## Direction
Carry on the passage about the history of Radoszyce from its last sentence.

In ca. 1369, a royal manor house was built here. In 1411, King Władysław II Jagiełło stayed here for a short time, on his way north to Prussia. Jagiełło visited the town again in 1425, travelling from Greater Poland to Red Ruthenia. Three years later, the king decided to change Radoszyce's town charter from obsolete Polish regulations to the more modern Magdeburg rights. Jagiełło allowed Radoszyce to make two fairs a year. In 1450, another Polish king, Casimir IV Jagiellon, stayed here with his daughters. Radoszyce was a royal town of the Kingdom of Poland, administratively located in the Chęciny County in the Sandomierz Voivodeship in the Lesser Poland Province.[2] Nearby villages of Radoska and Grodzisko were regarded as Radoszyce's suburbs.
Radoszyce was destroyed and its population decimated in the Swedish invasion of Poland (1655 – 1660). After the wars, Jewish people began to settle here, which resulted in frequent clashes with local Christian population.

## Information supplied
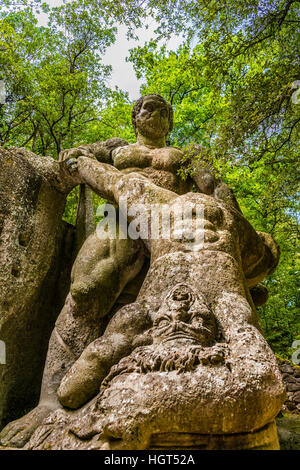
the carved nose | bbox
[172,321,179,333]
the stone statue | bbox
[1,95,235,446]
[22,152,285,450]
[0,95,279,447]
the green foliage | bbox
[129,0,300,357]
[0,2,116,157]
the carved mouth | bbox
[163,332,199,343]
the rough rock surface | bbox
[26,157,285,450]
[0,148,73,429]
[277,358,300,413]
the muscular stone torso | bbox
[112,144,192,194]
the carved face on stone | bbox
[133,95,171,138]
[152,284,216,346]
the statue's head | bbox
[131,94,173,138]
[152,283,216,346]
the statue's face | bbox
[153,284,215,346]
[136,96,169,137]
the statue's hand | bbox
[58,145,95,162]
[65,158,78,174]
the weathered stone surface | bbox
[26,152,285,449]
[293,392,300,403]
[0,148,73,428]
[276,414,300,451]
[1,95,285,449]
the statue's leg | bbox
[0,226,144,447]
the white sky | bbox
[37,0,182,100]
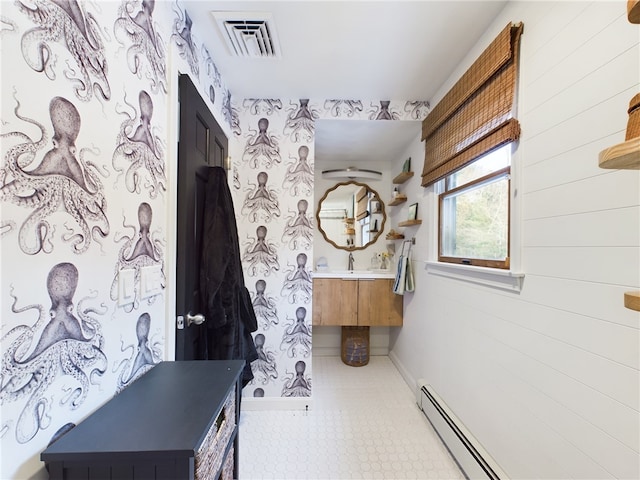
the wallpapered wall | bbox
[230,99,428,397]
[0,0,237,478]
[0,0,427,478]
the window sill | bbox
[425,262,524,293]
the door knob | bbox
[186,312,204,327]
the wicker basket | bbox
[341,327,369,367]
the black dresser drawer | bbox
[40,360,244,480]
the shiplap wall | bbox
[391,1,640,479]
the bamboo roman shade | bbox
[422,23,523,187]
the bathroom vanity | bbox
[313,270,402,327]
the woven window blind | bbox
[422,23,523,187]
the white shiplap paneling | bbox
[392,0,640,479]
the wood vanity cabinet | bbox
[40,360,245,480]
[313,278,402,327]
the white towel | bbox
[393,255,407,295]
[393,251,415,295]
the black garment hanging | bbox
[200,167,258,387]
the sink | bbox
[313,269,393,278]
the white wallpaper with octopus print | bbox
[231,98,428,398]
[0,0,238,478]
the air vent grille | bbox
[212,12,280,58]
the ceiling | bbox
[181,0,507,168]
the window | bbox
[422,22,523,274]
[438,145,511,268]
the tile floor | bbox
[239,356,464,480]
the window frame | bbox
[437,163,512,270]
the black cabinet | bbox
[40,360,244,480]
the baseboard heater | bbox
[416,381,507,480]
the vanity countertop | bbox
[313,270,395,278]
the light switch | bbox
[118,268,136,306]
[140,265,162,299]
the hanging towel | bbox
[393,255,407,295]
[393,244,415,295]
[404,253,416,293]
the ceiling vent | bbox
[211,12,280,58]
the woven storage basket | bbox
[341,327,369,367]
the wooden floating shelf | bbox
[389,195,407,206]
[598,137,640,170]
[393,172,413,185]
[398,220,422,227]
[386,233,404,240]
[624,290,640,312]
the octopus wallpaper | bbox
[0,0,427,478]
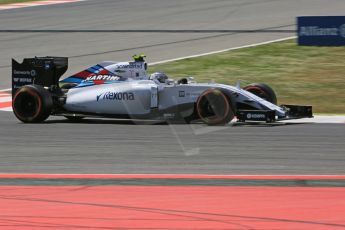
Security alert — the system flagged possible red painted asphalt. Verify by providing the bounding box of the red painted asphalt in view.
[0,186,345,230]
[0,173,345,180]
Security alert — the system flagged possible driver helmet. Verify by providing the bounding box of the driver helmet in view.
[150,72,168,83]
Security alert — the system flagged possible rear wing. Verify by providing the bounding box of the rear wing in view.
[12,57,68,95]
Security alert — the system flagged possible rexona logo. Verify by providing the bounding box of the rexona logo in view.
[97,92,135,101]
[116,62,144,69]
[247,113,266,119]
[85,75,121,81]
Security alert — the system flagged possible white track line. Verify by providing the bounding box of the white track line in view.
[0,0,86,10]
[149,36,296,65]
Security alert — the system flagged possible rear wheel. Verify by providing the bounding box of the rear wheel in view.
[196,89,234,125]
[243,83,277,105]
[12,85,53,123]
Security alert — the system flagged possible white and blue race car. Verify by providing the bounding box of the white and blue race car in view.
[12,55,312,125]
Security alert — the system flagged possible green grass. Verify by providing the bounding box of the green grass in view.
[150,39,345,114]
[0,0,42,5]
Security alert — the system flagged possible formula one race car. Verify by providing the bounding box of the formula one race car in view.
[12,55,312,125]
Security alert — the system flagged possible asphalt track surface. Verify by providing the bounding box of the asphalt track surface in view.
[0,112,345,175]
[0,0,345,174]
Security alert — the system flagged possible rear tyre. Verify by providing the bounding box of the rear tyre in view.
[243,83,277,105]
[12,85,53,123]
[196,89,235,125]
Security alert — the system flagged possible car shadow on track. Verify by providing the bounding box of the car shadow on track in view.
[41,118,306,127]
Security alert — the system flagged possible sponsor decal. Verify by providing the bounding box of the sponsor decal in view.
[13,70,31,76]
[297,16,345,46]
[299,26,338,36]
[247,113,266,119]
[30,69,37,77]
[84,74,121,81]
[13,77,32,83]
[96,92,135,101]
[117,62,144,69]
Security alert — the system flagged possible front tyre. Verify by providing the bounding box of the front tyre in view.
[12,85,53,123]
[196,89,234,125]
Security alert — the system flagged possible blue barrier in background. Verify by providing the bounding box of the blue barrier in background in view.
[297,16,345,46]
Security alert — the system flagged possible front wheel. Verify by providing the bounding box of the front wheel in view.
[196,89,235,125]
[12,85,53,123]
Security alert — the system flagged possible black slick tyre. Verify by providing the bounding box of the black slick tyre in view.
[243,83,277,105]
[12,85,53,123]
[196,89,234,125]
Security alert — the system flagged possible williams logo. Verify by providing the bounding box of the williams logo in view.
[96,92,135,101]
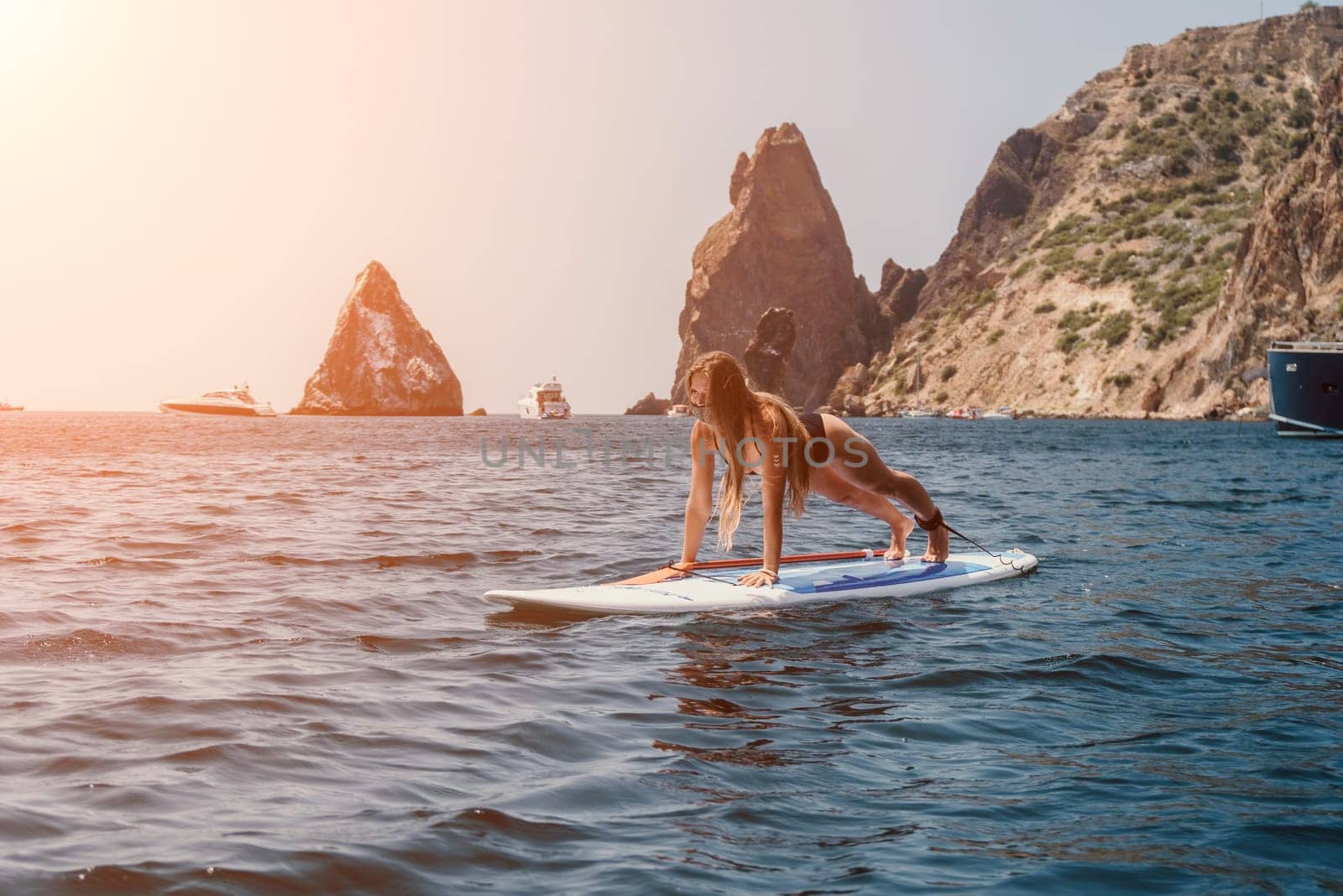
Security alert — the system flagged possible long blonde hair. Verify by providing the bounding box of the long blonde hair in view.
[685,352,811,553]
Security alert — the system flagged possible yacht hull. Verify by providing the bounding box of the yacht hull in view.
[159,401,275,417]
[1267,342,1343,439]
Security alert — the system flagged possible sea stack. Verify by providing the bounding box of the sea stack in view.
[290,262,462,417]
[672,123,891,408]
[624,392,672,417]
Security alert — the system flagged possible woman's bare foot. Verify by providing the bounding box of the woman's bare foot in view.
[882,513,915,560]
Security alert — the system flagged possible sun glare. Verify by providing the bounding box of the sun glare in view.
[0,0,74,71]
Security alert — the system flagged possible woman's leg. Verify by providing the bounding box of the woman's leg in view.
[813,414,951,563]
[811,466,915,560]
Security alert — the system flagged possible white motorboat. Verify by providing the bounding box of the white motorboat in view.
[159,383,275,417]
[517,376,573,419]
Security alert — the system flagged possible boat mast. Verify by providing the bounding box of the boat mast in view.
[915,347,922,410]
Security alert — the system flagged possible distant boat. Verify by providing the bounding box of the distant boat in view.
[1267,342,1343,437]
[517,376,573,419]
[159,383,275,417]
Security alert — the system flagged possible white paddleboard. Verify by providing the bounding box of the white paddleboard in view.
[485,550,1037,614]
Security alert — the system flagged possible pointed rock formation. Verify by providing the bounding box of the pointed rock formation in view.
[672,123,891,408]
[741,309,797,394]
[624,392,672,417]
[290,262,462,417]
[849,5,1343,417]
[877,259,928,326]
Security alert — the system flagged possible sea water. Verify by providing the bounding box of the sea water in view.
[0,412,1343,893]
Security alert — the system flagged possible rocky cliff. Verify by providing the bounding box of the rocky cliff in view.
[624,392,672,417]
[672,123,891,406]
[290,262,462,416]
[849,7,1343,416]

## Task output
In 1740, town council banned residents from selling their houses to Jews. In the late Middle Ages, the area of Radoszyce emerged as a center of Polish industry, due to proximity of large forests, which provided timber for fuel. In 1781, Jacek Małachowski founded a blast furnace in a village of Antoniow near Radoszyce. It quickly emerged as a main producer of armaments in the Polish–Lithuanian Commonwealth. In 1787, it was visited by King Stanisław August Poniatowski, who wanted to inspect local iron plants.
On 18 November 1794, the last remaining Lithuanian units of the Kościuszko Uprising, which were under the command of Romualdas Giedraitis, surrendered to the Russians in Radoszyce.[3]
After the Third Partition of Poland, Radoszyce was first seized by the Habsburg Empire. After the Polish victory in the Austro-Polish War of 1809, it was regained by Poles and included within the short-lived Duchy of Warsaw, and after its dissolution, in 1815–1915, it belonged to the Russian-controlledCongress Poland. In 1821, after the death of Jacek Małachowski, Radoszyce became the property of the government. Following the plant designed by Stanisław Staszic, the area of Końskie and Radoszyce was designed to become a major center of industry, as Old-Polish Industrial Region. In 1823, a large blast furnace was opened at Samsonów. Radoszyce also received a new blast furnace (1824), but it burned in 1839 and was never rebuilt. After the January Uprising, local industry declined, also due to the fact that major railroads missed Radoszyce.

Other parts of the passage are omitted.